**Texte extrait:**

Christian Bobin, un de mes rares
écrivains préférés, vit depuis toujours au Creusot. Il y est né, et comme sa sœur
ainée Emily Dickinson, ses pérégrinations, fugues et voyages, il les effectue
entre la sagesse d’un pétale de tulipe et le tremblé du rire grêle d’une petite
fille.
Un soudard, cuistre fieffé par-dessus
le marché malgré un manque de culture assumée, a osé souhaiter se déplacer
jusque dans sa ville chère pour saluer à l’usine sidérurgique la présidente qui
investit actuellement dans le Creusot pour y fabriquer des cuves d’EPR.
Probablement étions-nous plusieurs à
ne pas souhaiter qu’il touche cette ville du bout de ses talonnettes, car la
météo fut mauvaise et son décollage en hélicoptère annulé. C’est en voiture qu’il
a effectué le trajet, se rendant ainsi compte de la beauté sauvage du paysage
bourguignon. Je plaisante bien sûr, j’ai le droit de rêver au miracle de cet
homme enfin touché par quelque chose qui ne dépende pas de sa maîtrise.

**Informations fournies:**
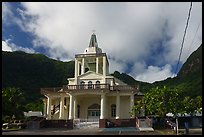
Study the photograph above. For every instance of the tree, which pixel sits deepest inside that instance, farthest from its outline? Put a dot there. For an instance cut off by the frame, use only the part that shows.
(160, 101)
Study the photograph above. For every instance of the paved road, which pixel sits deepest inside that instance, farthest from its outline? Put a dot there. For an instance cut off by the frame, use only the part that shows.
(91, 131)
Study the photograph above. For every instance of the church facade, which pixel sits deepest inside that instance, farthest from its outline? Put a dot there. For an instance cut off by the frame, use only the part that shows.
(93, 93)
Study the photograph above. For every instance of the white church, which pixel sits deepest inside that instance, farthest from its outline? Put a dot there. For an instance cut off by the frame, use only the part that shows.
(93, 94)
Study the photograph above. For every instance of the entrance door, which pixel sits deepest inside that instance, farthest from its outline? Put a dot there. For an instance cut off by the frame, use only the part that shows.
(94, 112)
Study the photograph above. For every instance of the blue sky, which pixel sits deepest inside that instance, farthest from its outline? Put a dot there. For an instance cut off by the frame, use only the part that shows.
(140, 39)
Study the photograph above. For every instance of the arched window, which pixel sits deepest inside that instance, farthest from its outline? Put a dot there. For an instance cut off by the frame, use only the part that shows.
(97, 84)
(82, 84)
(94, 111)
(89, 84)
(113, 110)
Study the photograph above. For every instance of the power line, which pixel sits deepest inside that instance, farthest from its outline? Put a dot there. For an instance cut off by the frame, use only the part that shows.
(194, 37)
(183, 38)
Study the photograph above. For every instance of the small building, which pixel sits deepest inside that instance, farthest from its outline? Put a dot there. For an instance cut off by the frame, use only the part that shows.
(93, 94)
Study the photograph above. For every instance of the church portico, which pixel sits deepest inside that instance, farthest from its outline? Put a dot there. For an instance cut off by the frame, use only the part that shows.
(92, 93)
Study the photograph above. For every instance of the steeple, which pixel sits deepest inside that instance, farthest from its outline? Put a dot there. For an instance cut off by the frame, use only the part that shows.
(93, 41)
(93, 46)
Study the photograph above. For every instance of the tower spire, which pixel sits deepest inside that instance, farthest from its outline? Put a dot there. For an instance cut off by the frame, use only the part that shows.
(93, 41)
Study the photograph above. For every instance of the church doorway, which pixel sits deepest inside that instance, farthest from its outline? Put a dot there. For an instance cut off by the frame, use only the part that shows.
(94, 112)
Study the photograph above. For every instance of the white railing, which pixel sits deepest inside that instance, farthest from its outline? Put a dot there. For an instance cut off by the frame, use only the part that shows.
(84, 123)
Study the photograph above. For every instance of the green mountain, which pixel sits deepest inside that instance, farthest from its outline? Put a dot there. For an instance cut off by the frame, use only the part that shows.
(30, 72)
(189, 78)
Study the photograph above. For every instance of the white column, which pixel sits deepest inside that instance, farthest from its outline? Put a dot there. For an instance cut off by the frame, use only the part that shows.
(49, 102)
(75, 107)
(96, 64)
(117, 106)
(102, 116)
(45, 107)
(76, 68)
(71, 107)
(104, 65)
(82, 66)
(61, 115)
(132, 104)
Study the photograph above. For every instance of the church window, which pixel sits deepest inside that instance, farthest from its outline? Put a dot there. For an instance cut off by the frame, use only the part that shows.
(97, 84)
(82, 84)
(89, 84)
(113, 110)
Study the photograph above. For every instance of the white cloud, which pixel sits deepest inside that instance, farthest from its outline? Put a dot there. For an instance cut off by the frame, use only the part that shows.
(9, 46)
(130, 33)
(6, 12)
(5, 47)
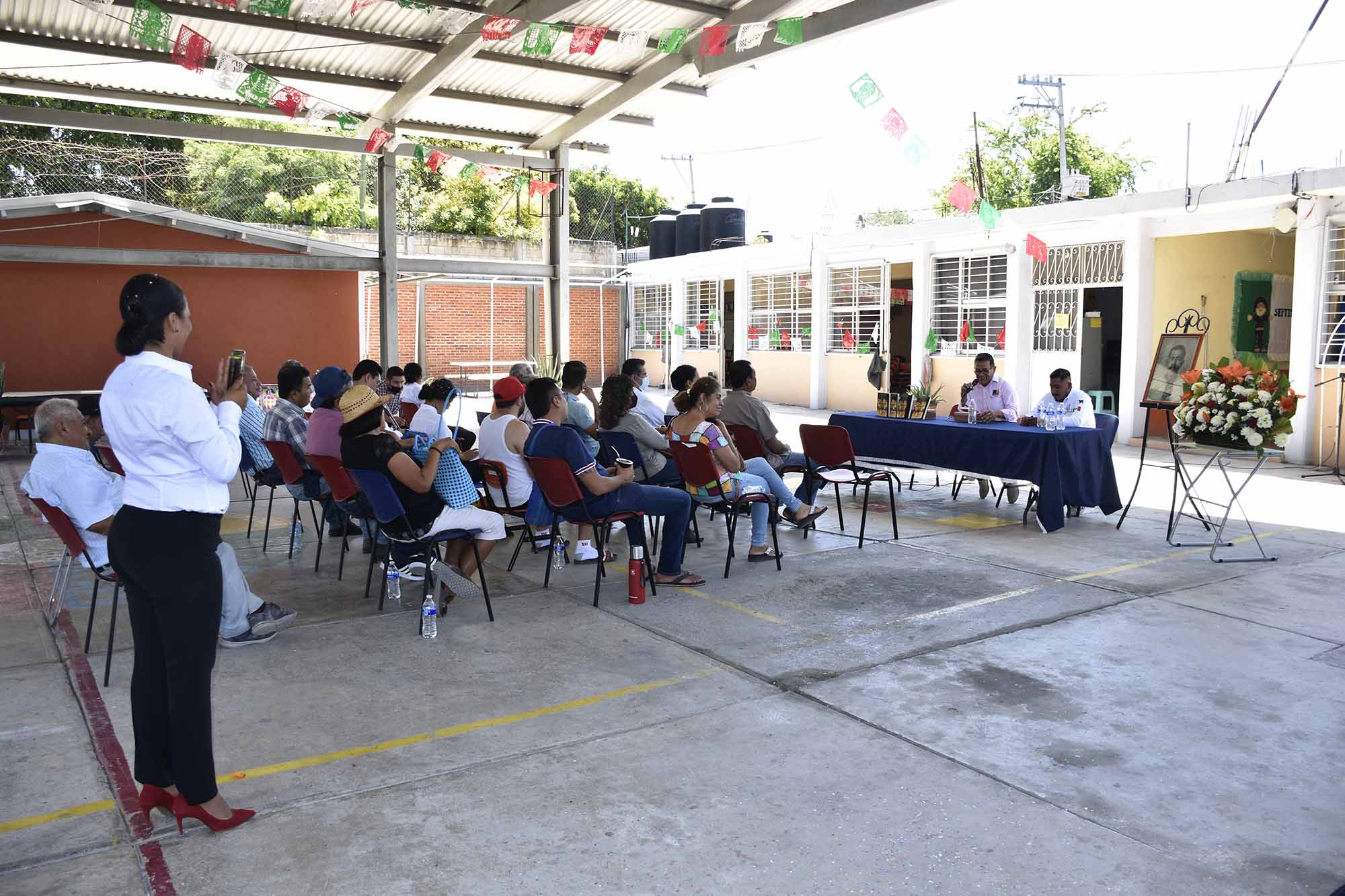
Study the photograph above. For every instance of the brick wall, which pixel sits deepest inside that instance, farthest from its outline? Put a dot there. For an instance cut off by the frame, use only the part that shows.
(458, 323)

**Exercices:**
(1) D'après le texte sur Christian Bobin, par quel moyen le trajet jusqu'au Creusot a-t-il finalement été effectué ?
(2) Transcrivez s'il vous plaît le passage du texte sur Christian Bobin qui commence par "Un soudard, cuistre" et se poursuit jusqu'à "de sa maîtrise.".

**Corrigé des exercices:**
(1) En voiture.

(2)
Un soudard, cuistre fieffé par-dessus
le marché malgré un manque de culture assumée, a osé souhaiter se déplacer
jusque dans sa ville chère pour saluer à l’usine sidérurgique la présidente qui
investit actuellement dans le Creusot pour y fabriquer des cuves d’EPR.
Probablement étions-nous plusieurs à
ne pas souhaiter qu’il touche cette ville du bout de ses talonnettes, car la
météo fut mauvaise et son décollage en hélicoptère annulé. C’est en voiture qu’il
a effectué le trajet, se rendant ainsi compte de la beauté sauvage du paysage
bourguignon. Je plaisante bien sûr, j’ai le droit de rêver au miracle de cet
homme enfin touché par quelque chose qui ne dépende pas de sa maîtrise.